Materials provided:
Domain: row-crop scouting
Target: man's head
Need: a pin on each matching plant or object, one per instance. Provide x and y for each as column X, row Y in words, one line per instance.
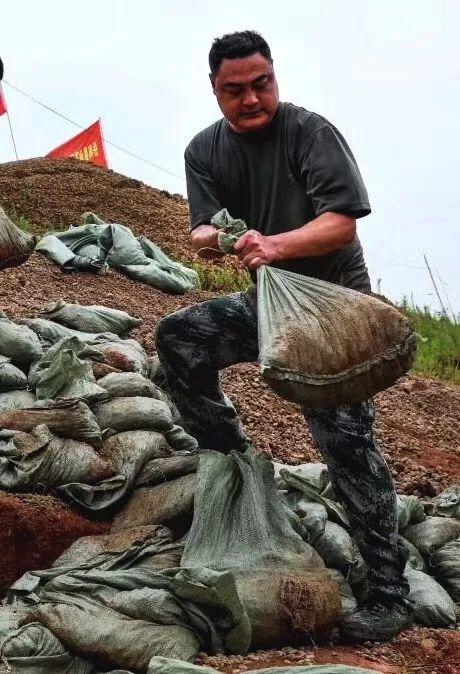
column 243, row 80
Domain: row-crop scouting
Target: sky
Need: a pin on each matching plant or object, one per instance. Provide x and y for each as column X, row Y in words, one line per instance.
column 385, row 72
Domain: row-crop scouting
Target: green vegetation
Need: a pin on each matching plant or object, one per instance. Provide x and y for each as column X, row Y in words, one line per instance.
column 439, row 344
column 220, row 278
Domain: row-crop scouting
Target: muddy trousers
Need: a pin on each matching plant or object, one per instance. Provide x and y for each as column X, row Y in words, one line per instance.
column 195, row 343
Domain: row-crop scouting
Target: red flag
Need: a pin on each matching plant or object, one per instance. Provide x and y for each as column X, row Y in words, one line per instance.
column 2, row 102
column 87, row 146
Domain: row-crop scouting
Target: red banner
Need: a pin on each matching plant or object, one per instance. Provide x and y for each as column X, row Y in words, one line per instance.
column 2, row 102
column 87, row 146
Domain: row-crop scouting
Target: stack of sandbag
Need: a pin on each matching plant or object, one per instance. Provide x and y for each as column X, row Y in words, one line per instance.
column 15, row 245
column 78, row 411
column 432, row 542
column 97, row 245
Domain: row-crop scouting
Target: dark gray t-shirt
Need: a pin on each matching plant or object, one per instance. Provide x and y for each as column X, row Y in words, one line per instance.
column 278, row 179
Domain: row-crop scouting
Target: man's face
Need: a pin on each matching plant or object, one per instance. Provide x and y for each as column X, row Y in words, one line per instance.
column 247, row 92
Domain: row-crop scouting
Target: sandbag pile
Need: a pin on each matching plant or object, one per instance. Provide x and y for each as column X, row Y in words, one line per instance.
column 88, row 437
column 97, row 245
column 15, row 245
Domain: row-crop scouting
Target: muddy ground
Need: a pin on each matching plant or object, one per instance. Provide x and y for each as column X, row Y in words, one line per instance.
column 418, row 420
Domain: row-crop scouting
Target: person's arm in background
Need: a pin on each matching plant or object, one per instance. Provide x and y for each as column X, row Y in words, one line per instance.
column 332, row 180
column 203, row 200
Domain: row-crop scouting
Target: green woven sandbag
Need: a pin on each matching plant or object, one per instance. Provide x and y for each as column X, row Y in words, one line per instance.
column 322, row 345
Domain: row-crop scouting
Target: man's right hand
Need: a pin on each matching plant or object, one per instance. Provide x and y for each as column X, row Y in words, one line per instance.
column 204, row 241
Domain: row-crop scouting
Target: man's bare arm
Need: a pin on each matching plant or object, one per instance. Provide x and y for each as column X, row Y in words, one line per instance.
column 325, row 234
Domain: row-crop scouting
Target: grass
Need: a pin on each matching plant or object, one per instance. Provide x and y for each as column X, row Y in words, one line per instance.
column 439, row 344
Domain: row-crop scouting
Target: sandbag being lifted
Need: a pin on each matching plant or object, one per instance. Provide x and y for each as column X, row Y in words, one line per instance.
column 323, row 345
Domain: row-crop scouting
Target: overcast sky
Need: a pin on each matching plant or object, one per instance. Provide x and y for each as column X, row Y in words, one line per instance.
column 385, row 72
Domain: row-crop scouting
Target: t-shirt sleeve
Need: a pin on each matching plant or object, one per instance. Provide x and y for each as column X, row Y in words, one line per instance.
column 331, row 176
column 202, row 193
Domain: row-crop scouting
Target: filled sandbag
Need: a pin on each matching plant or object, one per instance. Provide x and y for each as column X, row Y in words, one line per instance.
column 410, row 511
column 431, row 604
column 71, row 419
column 61, row 375
column 15, row 245
column 11, row 377
column 128, row 384
column 432, row 533
column 135, row 413
column 445, row 565
column 18, row 343
column 323, row 345
column 169, row 504
column 240, row 525
column 91, row 318
column 16, row 400
column 40, row 460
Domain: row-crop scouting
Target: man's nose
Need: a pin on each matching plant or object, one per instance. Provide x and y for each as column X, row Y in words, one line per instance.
column 250, row 98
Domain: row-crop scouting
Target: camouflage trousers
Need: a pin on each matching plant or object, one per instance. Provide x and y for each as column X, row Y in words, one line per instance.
column 195, row 343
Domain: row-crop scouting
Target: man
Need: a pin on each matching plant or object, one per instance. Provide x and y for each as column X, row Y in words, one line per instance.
column 292, row 177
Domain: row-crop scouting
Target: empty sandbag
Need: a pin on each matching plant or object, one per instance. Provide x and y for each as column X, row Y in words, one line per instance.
column 68, row 419
column 156, row 471
column 135, row 413
column 44, row 460
column 170, row 504
column 16, row 400
column 11, row 377
column 445, row 565
column 91, row 318
column 15, row 245
column 431, row 604
column 432, row 533
column 18, row 342
column 128, row 384
column 410, row 510
column 60, row 374
column 240, row 524
column 323, row 345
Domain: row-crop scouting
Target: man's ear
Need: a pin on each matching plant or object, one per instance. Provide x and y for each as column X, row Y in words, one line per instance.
column 212, row 79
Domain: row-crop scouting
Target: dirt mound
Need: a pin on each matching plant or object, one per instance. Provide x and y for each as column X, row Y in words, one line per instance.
column 35, row 530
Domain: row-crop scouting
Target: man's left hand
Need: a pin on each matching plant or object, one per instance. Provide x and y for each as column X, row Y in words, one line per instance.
column 254, row 249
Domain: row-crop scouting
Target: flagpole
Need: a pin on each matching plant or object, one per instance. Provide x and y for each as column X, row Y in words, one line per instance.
column 2, row 96
column 12, row 135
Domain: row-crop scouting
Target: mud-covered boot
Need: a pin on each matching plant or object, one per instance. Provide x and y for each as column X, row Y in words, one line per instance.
column 376, row 622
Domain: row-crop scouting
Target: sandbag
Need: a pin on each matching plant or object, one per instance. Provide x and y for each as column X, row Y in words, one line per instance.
column 42, row 460
column 170, row 504
column 91, row 318
column 126, row 355
column 15, row 245
column 322, row 345
column 445, row 565
column 169, row 468
column 33, row 649
column 432, row 533
column 135, row 413
column 18, row 343
column 316, row 474
column 240, row 525
column 11, row 377
column 16, row 400
column 61, row 375
column 445, row 504
column 410, row 511
column 71, row 419
column 432, row 605
column 128, row 384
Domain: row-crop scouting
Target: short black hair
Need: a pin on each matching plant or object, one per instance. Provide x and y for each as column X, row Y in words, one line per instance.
column 237, row 45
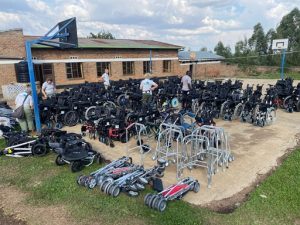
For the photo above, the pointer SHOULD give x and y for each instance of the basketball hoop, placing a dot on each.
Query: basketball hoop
(276, 52)
(280, 44)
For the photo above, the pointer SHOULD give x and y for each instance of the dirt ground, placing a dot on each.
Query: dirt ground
(256, 151)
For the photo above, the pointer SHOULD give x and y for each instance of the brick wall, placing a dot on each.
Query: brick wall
(12, 44)
(100, 53)
(7, 74)
(90, 70)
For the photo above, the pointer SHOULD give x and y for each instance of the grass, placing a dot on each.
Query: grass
(294, 75)
(48, 184)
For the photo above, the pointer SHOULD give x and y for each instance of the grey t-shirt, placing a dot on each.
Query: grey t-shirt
(185, 80)
(49, 88)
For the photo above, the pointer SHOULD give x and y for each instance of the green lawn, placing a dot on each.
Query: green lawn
(48, 184)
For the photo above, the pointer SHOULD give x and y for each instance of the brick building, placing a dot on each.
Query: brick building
(125, 59)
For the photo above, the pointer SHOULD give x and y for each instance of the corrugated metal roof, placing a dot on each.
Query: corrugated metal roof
(115, 43)
(198, 56)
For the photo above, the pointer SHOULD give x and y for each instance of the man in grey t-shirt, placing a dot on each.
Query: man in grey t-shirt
(48, 88)
(105, 79)
(186, 82)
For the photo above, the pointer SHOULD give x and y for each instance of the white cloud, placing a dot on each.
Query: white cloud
(8, 17)
(175, 20)
(277, 11)
(221, 24)
(191, 23)
(73, 10)
(39, 5)
(198, 31)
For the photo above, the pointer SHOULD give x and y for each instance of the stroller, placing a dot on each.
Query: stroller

Task statement: For the lines from the one containing "Query: grey t-shirt" through the end of the listing above, output each exactly and leave out the rest.

Response:
Query: grey t-shirt
(185, 80)
(49, 88)
For the photo above, the pointer SHOULD give x and y for each instance of the green lawn, placing a dot on each.
Query: green lawn
(48, 184)
For the photo above, the pointer SHOULD give x and y for each instance of the brick building, placing a dot on each.
Query: brick building
(125, 59)
For the photo above, the pointer SHOULD give x and y for each instance of the corrugated metal roof, placing a dot on each.
Query: corrugated metal roof
(115, 43)
(198, 56)
For the photo above, the pointer SHOULD give x and y for each instance of the man in grey t-shirt, placing a dot on each.
Query: man in grey t-shirt
(48, 88)
(105, 79)
(186, 82)
For the photo above, the pointer SHOULD give x and y for each instance of the white cloud, placing a dot on each.
Query: white cloud
(8, 17)
(175, 20)
(277, 11)
(221, 24)
(191, 23)
(73, 10)
(39, 5)
(198, 31)
For the photo above, the pointer SHOULD give x and y for each instance of the stroller, placing a dot on each.
Query: stroller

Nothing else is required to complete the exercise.